What to do. Produce a verbatim copy of the entries listed below.

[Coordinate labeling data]

*-*-*

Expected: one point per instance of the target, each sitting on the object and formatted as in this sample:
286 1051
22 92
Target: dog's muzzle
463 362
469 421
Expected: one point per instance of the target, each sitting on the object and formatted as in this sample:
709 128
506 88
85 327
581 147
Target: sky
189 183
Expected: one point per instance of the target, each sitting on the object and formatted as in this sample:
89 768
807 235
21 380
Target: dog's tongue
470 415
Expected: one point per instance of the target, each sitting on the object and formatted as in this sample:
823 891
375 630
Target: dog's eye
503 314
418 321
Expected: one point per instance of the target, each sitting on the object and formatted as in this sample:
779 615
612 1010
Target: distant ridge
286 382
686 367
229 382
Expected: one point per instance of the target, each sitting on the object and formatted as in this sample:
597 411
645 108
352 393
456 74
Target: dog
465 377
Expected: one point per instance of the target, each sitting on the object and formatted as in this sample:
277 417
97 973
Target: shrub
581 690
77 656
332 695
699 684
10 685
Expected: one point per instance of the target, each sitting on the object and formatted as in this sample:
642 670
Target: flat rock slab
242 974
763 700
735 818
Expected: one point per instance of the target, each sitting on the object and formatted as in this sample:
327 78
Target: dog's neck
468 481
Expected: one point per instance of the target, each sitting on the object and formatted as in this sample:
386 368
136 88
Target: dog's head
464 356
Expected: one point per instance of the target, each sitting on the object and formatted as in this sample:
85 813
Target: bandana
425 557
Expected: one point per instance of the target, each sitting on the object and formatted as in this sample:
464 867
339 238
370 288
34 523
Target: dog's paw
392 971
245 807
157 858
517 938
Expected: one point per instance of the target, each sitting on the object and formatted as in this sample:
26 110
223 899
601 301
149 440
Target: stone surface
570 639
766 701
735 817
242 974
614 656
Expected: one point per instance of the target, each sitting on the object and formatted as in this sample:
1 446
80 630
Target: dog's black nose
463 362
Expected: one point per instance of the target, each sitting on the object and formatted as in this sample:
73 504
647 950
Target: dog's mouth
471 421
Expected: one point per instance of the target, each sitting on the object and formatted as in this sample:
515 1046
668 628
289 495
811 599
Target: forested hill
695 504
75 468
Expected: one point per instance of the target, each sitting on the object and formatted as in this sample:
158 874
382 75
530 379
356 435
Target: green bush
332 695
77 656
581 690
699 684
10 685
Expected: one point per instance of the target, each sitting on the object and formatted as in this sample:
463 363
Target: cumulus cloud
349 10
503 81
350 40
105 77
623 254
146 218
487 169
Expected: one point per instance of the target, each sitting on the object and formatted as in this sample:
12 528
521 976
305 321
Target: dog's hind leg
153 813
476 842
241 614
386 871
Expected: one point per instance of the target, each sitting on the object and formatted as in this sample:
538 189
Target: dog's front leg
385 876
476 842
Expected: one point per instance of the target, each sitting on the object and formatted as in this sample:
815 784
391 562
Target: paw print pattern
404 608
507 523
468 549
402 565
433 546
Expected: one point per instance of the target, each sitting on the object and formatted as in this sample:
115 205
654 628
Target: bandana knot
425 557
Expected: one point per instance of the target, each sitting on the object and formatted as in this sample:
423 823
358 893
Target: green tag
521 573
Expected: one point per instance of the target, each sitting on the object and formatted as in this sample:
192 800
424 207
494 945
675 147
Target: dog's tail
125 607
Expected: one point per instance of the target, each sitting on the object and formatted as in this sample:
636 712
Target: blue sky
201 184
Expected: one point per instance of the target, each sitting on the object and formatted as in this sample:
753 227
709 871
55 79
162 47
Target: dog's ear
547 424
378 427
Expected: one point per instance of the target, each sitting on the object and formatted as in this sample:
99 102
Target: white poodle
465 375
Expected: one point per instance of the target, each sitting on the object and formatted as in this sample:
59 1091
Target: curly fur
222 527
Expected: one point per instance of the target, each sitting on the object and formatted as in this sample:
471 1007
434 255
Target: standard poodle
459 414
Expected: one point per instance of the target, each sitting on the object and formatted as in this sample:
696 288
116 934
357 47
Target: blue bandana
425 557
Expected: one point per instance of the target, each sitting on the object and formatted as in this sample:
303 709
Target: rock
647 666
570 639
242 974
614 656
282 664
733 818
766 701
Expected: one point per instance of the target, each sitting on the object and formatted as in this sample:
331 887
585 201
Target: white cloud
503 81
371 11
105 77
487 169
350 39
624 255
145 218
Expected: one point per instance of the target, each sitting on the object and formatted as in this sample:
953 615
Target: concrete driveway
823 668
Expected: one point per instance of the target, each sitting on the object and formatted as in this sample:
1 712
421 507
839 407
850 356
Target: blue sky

*-*-*

Response to the exercise.
Expected: one point per instance of the target, each sitting on the object and formatted as in this sample:
286 1051
22 92
Target: dog's muzzle
463 362
469 421
Expected: one point per instance of the target, each sitting on the object and formatted as in this sample:
709 128
506 88
85 327
581 147
Target: sky
189 183
Expected: one point per instance of the target, each sitting on the object and formatted as in this sample:
89 768
807 235
21 380
Target: dog's tongue
470 415
Expected: one point per instance of the target, each sitting on the object and formatted as in this sample:
823 891
375 630
Target: dog's eye
503 314
418 321
Expected: one point per instance of the target, each sitting on the object and formatted as in this sample:
779 615
612 1010
Target: distant ridge
286 382
686 367
229 382
Expected: one point per instance of the target, each sitting on the object and formatted as in this sample:
597 411
645 108
352 393
456 74
Target: dog
465 377
Expected: one point per instance of the target, each sitting on the object and formatted as in this sample:
277 417
97 973
Target: shrub
581 690
77 656
332 695
699 684
10 685
Expected: one point per instance of the target, each sitting on the object and formatted as in this sample:
642 670
Target: flat rock slab
242 974
763 700
735 818
Expected: one point per instance of the target, each sitting on the object and formatted as in this sample:
327 78
Target: dog's neck
468 481
Expected: one point per instance of the target, each sitting on the object and formatted as in this sample:
386 368
136 88
Target: dog's head
464 356
Expected: one point per instance of the target, each sitting on the object and formatted as in this sample:
85 813
Target: bandana
425 557
Expected: one point per instance of the target, each sitting on the object and formatted as in this sample:
464 867
339 238
370 288
34 523
Target: dog's paw
392 971
245 807
157 858
517 938
Expected: one point per instance of the target, each sitting on the object and formatted as in this sample:
26 110
223 899
601 301
149 440
Target: stone surface
570 639
766 701
735 817
242 974
614 656
Expected: one point per instance of the target, each sitting on the object and formatted as in this sample:
1 446
80 630
Target: dog's black nose
463 362
Expected: one point per instance of the target, each sitting on the object and formatted as in this sample:
73 504
647 950
Target: dog's mouth
471 421
Expected: one point per instance of the target, each sitting on the object and formatted as in this sample:
515 1046
668 628
289 495
811 599
Target: forested hill
695 504
75 468
Expected: one point per instance of the target, each sitting on the object and formatted as in this sample:
158 874
382 75
530 379
356 435
Target: green bush
332 695
77 656
581 690
699 684
10 685
Expected: one point per instance of the target, each sitting on the object and formatted as in this sample:
463 363
Target: cumulus cloud
349 10
503 81
350 40
105 77
623 254
146 218
487 169
Expected: one point per instance of the target, each sitting on the object and formatted as in this sample:
12 528
521 976
305 321
Target: dog's hind leg
153 813
476 842
241 614
386 871
Expected: one point per instance of the target, each sitting on the object and formatted as in this sample:
538 189
Target: dog's front leg
385 876
476 842
Expected: one point per instance of the target, each sitting on the object and formatted as in this sample:
815 784
391 562
Target: paw print pattern
404 608
507 523
468 549
402 565
433 546
Expected: one point per instance of the target, each sitting on the object and formatted as in this sample:
115 205
654 628
Target: bandana knot
425 557
Expected: one point per instance of the target, each sitting on the object and formatted as in this sample:
423 823
358 893
Target: green tag
521 573
Expected: one point per instance of the target, each sitting on the object and formatted as in this sample:
192 800
424 207
494 945
675 147
Target: dog's tail
125 607
Expected: one point per instance of the target, each sitting on the object and formatted as in this sample:
636 712
Target: blue sky
201 184
Expected: one point per instance of the target, each sitting on the object and formatted as in this sample:
753 227
709 871
55 79
162 47
Target: dog's ear
547 424
378 427
Expected: one point per instance of the target, each sitting on the object and formatted as in this sample:
99 102
Target: white poodle
465 375
Expected: one point per instance of the target, each sitting on the object and formatted as in this sample:
59 1091
Target: curly fur
222 527
Expected: one point per instance of the target, each sitting on the object and formatted as in this sample:
471 1007
434 255
Target: standard poodle
459 414
Expected: one point per instance of the target, each sitting on the object and formatted as in this sample:
696 288
116 934
357 47
Target: blue bandana
425 557
Expected: one point per instance of the target, each sitting on the object and formatted as in this sample:
303 709
Target: rock
647 666
570 639
242 974
614 656
282 664
733 818
766 701
Expected: one point per instance of the target, each sitting on the object and formatted as in this sample:
331 887
585 201
Target: white cloud
503 81
371 11
105 77
487 169
350 39
624 255
145 218
Expected: one point per instance of the target, each sitting on the object and formatted as in this sample:
953 615
Target: concrete driveway
823 668
Expected: one point per instance of the target, each sitting on the object and formatted as in this sample:
1 712
421 507
839 407
850 356
Target: blue sky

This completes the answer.